INSTRUCTIONS FOR THE TASK: Find every line in the records that contains the word "blazer" and copy each one. Case counts.

DATASET EXTRACT:
━━━

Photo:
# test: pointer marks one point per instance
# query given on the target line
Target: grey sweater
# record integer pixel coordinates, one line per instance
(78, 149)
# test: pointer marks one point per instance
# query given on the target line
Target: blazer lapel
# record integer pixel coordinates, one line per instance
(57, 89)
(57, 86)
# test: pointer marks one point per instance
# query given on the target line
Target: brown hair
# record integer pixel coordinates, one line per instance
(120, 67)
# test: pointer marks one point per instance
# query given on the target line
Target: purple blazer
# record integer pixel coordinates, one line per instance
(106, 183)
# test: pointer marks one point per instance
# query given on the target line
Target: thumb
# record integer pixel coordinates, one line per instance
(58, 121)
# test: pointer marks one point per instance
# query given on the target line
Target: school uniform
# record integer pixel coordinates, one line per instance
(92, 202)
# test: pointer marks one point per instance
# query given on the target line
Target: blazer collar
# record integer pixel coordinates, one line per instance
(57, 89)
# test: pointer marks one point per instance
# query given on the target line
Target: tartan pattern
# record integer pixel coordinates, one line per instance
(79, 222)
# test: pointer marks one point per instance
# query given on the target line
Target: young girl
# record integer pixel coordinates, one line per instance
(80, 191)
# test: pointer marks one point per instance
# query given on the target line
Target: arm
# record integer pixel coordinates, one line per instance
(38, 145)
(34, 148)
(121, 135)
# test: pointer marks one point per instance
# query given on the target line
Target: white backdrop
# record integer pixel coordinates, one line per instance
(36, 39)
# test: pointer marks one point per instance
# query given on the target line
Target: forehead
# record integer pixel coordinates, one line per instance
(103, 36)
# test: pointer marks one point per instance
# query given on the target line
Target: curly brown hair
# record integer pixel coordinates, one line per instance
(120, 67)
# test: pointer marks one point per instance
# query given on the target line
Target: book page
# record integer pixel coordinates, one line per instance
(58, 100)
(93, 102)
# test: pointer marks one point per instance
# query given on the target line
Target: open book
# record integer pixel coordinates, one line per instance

━━━

FULL SOLUTION:
Target: blazer lapel
Target: purple blazer
Target: blazer collar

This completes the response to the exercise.